Rescale the records below by reproducing every line, requests included. Multiply each x and y coordinate in the responses by 0.6 and round to the nearest whole number, with halves rounding up.

=== Input data ===

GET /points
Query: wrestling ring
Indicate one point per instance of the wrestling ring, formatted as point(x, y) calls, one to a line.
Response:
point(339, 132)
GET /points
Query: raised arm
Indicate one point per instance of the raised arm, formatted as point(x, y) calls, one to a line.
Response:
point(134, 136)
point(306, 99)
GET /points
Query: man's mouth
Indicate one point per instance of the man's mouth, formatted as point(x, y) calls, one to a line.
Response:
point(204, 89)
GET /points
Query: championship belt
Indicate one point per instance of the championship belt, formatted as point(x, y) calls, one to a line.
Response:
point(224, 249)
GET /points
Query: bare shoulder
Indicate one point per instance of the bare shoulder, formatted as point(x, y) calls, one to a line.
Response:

===

Response to the exercise
GET /points
Query: wrestling ring
Indicate one point per instance of the wrestling ring, formatted as point(x, y) calls, one to a line.
Response:
point(203, 79)
GET /points
Query: raised arm
Indicate one point per instance of the raised arm, formatted as point(x, y) calls, one to a line.
Response:
point(80, 82)
point(184, 59)
GET /points
Query: man's mouth
Indicate one point per instance of the man's mouth, formatted as point(x, y) calls, one to a line.
Response:
point(122, 53)
GET /points
Query: championship belt
Indicate one point per instance of the championship belt, formatted as point(x, y) calls, one to a line.
Response:
point(134, 149)
GET /points
Query: bare shoulder
Indicate one point per instance of the bare shoulder, formatted as point(x, y) calls, one to a line.
Response:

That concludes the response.